* Start *

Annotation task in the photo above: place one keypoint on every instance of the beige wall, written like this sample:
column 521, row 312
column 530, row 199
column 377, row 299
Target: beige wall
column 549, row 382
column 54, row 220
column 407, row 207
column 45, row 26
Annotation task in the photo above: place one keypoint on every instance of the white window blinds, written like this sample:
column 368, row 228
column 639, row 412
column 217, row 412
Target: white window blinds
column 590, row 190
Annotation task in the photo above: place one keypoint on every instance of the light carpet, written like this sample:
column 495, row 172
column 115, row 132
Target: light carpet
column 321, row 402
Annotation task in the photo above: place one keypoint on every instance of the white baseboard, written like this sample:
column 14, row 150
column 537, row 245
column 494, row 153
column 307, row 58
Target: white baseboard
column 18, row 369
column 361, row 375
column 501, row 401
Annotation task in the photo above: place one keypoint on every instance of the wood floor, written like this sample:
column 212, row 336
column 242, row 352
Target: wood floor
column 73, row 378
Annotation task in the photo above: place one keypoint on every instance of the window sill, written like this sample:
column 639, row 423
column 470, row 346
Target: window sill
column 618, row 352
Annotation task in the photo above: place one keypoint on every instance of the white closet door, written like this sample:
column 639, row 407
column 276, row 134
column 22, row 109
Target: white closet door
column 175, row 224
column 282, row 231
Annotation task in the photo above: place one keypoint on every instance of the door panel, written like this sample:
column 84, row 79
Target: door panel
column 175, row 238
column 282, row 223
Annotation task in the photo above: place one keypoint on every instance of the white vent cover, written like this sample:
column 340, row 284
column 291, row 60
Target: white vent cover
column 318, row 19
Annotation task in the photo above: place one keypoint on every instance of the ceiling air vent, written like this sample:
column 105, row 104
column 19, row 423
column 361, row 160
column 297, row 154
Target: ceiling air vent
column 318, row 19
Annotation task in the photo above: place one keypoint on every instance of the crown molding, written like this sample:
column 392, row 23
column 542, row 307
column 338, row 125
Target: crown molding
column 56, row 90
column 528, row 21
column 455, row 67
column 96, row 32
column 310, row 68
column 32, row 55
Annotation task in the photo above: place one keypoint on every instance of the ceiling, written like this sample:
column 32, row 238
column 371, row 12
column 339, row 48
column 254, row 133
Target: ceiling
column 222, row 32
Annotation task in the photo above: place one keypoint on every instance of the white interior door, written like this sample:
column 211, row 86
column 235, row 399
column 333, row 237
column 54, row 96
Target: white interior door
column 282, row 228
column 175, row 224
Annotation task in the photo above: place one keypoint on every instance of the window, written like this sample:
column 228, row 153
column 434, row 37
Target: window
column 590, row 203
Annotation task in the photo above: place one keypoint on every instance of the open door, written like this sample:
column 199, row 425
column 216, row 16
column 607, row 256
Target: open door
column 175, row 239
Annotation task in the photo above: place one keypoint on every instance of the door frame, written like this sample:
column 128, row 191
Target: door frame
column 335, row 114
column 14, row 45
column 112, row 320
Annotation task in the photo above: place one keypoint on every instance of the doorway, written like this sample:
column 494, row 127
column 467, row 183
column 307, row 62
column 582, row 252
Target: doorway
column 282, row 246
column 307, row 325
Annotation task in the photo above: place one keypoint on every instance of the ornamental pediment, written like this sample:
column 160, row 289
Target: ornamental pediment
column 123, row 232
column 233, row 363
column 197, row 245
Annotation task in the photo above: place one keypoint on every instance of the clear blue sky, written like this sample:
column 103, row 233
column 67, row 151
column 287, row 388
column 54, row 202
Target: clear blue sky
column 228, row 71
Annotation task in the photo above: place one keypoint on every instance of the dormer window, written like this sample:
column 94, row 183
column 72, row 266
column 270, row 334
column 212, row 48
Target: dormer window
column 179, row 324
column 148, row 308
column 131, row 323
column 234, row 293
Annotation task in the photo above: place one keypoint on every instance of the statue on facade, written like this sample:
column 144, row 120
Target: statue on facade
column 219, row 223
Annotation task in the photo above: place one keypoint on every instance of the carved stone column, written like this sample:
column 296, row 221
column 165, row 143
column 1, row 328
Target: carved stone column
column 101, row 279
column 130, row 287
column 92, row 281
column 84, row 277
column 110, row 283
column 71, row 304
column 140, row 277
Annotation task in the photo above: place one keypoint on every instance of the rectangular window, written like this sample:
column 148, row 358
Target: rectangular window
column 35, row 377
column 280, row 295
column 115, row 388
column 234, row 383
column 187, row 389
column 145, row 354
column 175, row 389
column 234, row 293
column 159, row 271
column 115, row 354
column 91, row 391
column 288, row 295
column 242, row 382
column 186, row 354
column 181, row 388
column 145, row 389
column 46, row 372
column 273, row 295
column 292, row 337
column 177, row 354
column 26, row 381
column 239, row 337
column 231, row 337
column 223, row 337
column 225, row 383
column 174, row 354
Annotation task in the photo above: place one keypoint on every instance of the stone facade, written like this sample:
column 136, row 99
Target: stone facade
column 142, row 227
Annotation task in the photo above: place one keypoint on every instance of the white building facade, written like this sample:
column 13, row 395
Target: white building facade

* End *

Reproduce each record shown above without altering a single word.

Annotation task in the photo above: place one keypoint on every instance of the beige wall, written like this sample:
column 521, row 312
column 530, row 199
column 377, row 299
Target: beige wall
column 549, row 382
column 54, row 220
column 407, row 207
column 45, row 26
Annotation task in the photo above: place one keypoint on every instance of the white window blinds, written like this sample:
column 368, row 228
column 639, row 412
column 217, row 412
Target: white window blinds
column 590, row 190
Annotation task in the photo above: place one keypoint on every instance of the light carpet, written like this sample:
column 495, row 172
column 115, row 132
Target: light carpet
column 321, row 402
Annotation task in the photo above: place one keypoint on every instance of the white baseboard, written like this sample:
column 14, row 150
column 537, row 245
column 494, row 153
column 307, row 58
Target: white baseboard
column 18, row 369
column 361, row 375
column 501, row 401
Annotation task in the photo above: place one keypoint on every instance of the wood floor, written like this sample:
column 212, row 336
column 242, row 352
Target: wood floor
column 73, row 378
Annotation task in the photo above: place one keypoint on every instance of the window sill, written like this sample:
column 639, row 423
column 470, row 346
Target: window sill
column 618, row 352
Annotation task in the photo above: place one keypoint on every instance of the white closet door, written like this sample:
column 639, row 407
column 276, row 134
column 22, row 109
Target: white closet door
column 175, row 224
column 282, row 231
Annotation task in the photo above: place one keypoint on every instance of the door panel, written like this sample:
column 84, row 79
Target: door panel
column 175, row 238
column 282, row 223
Annotation task in the photo above: place one keypoint on every instance of the white vent cover, written like this sample:
column 340, row 284
column 291, row 60
Target: white vent cover
column 318, row 19
Annotation task in the photo above: place one keypoint on every instance of the ceiling air vent, written like this sample:
column 105, row 104
column 19, row 423
column 361, row 160
column 297, row 154
Target: ceiling air vent
column 318, row 19
Annotation task in the photo above: place one keypoint on every instance of the crown molding, written like this sample:
column 392, row 23
column 542, row 307
column 338, row 125
Target: crown molding
column 56, row 90
column 528, row 21
column 455, row 67
column 96, row 32
column 310, row 68
column 32, row 55
Annotation task in the photo above: place one keypoint on every instance of the ceiling, written like this sample:
column 32, row 238
column 371, row 12
column 339, row 48
column 254, row 133
Target: ceiling
column 222, row 32
Annotation task in the photo above: place one keypoint on every instance of the white interior door, written like this sample:
column 211, row 86
column 235, row 399
column 333, row 237
column 54, row 96
Target: white interior door
column 282, row 228
column 175, row 224
Annotation task in the photo above: place one keypoint on every instance of the window, written like this sample:
column 228, row 153
column 434, row 37
Target: window
column 590, row 203
Annotation task in the photo above: place one keypoint on every instance of the open door, written like this sample:
column 199, row 425
column 216, row 16
column 607, row 256
Target: open door
column 175, row 239
Annotation task in the photo above: place one keypoint on every instance of the door frame, written like this sample:
column 128, row 191
Target: door frame
column 335, row 114
column 14, row 45
column 112, row 320
Annotation task in the photo above: place one keypoint on every instance of the doorway, written like this sample:
column 494, row 127
column 467, row 183
column 307, row 62
column 582, row 252
Target: doorway
column 282, row 246
column 307, row 325
Annotation task in the photo above: place one keypoint on every instance of the ornamental pediment, written like this sample:
column 160, row 289
Target: ornamental pediment
column 123, row 232
column 233, row 363
column 197, row 245
Annotation task in the photo above: place one keypoint on every instance of the clear blue sky, written like this sample:
column 103, row 233
column 67, row 151
column 287, row 388
column 54, row 202
Target: clear blue sky
column 228, row 71
Annotation task in the photo above: place one keypoint on every instance of the dormer window, written like this sample:
column 94, row 183
column 72, row 266
column 270, row 334
column 212, row 48
Target: dormer window
column 179, row 324
column 148, row 308
column 131, row 323
column 234, row 293
Annotation task in the photo above: place one keypoint on every instance of the statue on facade, written like this sample:
column 144, row 120
Target: statue on facade
column 219, row 223
Annotation task in the photo above: place one keypoint on every instance of the carved stone column, written like this sample:
column 296, row 221
column 165, row 143
column 1, row 328
Target: carved stone column
column 101, row 279
column 130, row 287
column 92, row 281
column 84, row 277
column 110, row 283
column 71, row 304
column 140, row 277
Annotation task in the photo above: place one keypoint on every instance of the rectangular window, written like this sample:
column 148, row 358
Target: rectangular window
column 35, row 377
column 280, row 295
column 115, row 388
column 234, row 383
column 187, row 389
column 145, row 354
column 175, row 389
column 234, row 293
column 159, row 271
column 115, row 354
column 91, row 391
column 288, row 295
column 242, row 382
column 186, row 354
column 181, row 388
column 145, row 389
column 46, row 372
column 273, row 295
column 292, row 337
column 177, row 354
column 26, row 381
column 239, row 337
column 231, row 337
column 223, row 337
column 225, row 383
column 174, row 354
Annotation task in the photo above: place one keypoint on every instance of the stone facade, written like this sample:
column 136, row 99
Target: stone facade
column 142, row 227
Annotation task in the photo above: place one keypoint on every instance of the white building facade, written like this sample:
column 13, row 395
Target: white building facade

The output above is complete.